(Coordinate annotation entries)
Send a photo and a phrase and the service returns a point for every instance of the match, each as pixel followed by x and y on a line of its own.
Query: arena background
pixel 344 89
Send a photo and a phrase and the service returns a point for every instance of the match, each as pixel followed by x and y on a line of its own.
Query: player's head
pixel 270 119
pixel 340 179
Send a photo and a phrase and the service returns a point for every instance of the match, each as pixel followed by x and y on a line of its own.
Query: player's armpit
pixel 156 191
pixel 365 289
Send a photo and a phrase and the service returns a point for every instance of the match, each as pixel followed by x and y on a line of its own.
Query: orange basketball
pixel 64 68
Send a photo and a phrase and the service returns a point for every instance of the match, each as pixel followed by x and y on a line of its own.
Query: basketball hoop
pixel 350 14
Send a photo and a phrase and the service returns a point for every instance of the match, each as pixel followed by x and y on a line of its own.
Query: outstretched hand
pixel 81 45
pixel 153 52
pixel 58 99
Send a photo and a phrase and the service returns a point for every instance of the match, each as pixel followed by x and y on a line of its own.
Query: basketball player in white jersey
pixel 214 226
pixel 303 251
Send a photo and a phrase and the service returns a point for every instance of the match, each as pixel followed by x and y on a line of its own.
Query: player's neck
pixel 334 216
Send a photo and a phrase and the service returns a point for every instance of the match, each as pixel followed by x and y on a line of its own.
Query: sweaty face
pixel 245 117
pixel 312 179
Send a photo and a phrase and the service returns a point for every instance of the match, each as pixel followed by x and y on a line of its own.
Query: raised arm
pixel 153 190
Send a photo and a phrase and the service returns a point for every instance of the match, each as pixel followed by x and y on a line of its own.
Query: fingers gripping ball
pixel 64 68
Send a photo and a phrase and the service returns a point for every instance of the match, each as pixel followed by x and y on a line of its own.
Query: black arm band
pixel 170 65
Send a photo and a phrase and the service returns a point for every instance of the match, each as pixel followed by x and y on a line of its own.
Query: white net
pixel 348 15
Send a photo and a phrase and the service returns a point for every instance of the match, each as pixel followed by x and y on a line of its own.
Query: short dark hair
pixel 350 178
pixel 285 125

▶ [EXERCISE BRIEF] Write an exact transcription of every entry above.

▶ [COMPLETE RESPONSE]
Send a photo and a phrase and the service returns a point for every instance of the match, each as pixel followed by x and y on a line of its own.
Query: arena background
pixel 344 89
Send a photo and a phrase and the service returns a point for every instance of the match, each as pixel followed by x and y on a line of its own.
Query: player's head
pixel 270 119
pixel 340 179
Send a photo and a phrase and the service returns a point for every instance of the match, each as pixel followed by x and y on a line of its own.
Query: player's armpit
pixel 156 191
pixel 365 289
Send a photo and a phrase and the service returns a point for every instance of the match, each as pixel followed by x and y on a line of its own.
Query: orange basketball
pixel 64 68
Send a photo and a phrase and the service returns a point for every instance of the match, each as pixel followed by x and y on a line of its own.
Query: basketball hoop
pixel 350 14
Send a photo and a phrase and the service returns a point for every instance of the match, each as pixel followed by x and y on a line of its own.
Query: outstretched hand
pixel 81 45
pixel 153 52
pixel 58 99
Send a photo and a phrase and the service returns a point for every instance of the match, each as pixel followed by x and y on a line of its own.
Query: basketball player in white jersey
pixel 214 226
pixel 303 251
Send a photo and a phrase and the service returns a point for every instance of the match, each as pixel followed by x and y on a line of its own.
Query: player's neck
pixel 334 216
Send a photo and a phrase and the service returns a point for every instance of the match, each as pixel followed by x and y on a line of its own.
Query: sweaty face
pixel 245 117
pixel 312 179
Send a photo and a phrase and the service returns a point for every instance of the match, each as pixel followed by x and y on a line of its own.
Query: raised arm
pixel 153 190
Send a photo and a phrase and the service returns a point for every instance of the match, each as pixel followed by x and y on a line of its own.
Query: fingers gripping ball
pixel 64 68
Send a photo and a phrase and the service returns a point for every instance of the match, each as pixel followed by x and y on a line of its own.
Query: black arm band
pixel 170 65
Send a photo and a phrase and the service returns a point for every instance of the match, each as pixel followed by x and y on a line of its own.
Query: white net
pixel 348 15
Send a photo and a phrase and the service returns a point for every instance of the match, each as pixel followed by x and y on a line of its own.
Query: short dark hair
pixel 350 178
pixel 285 125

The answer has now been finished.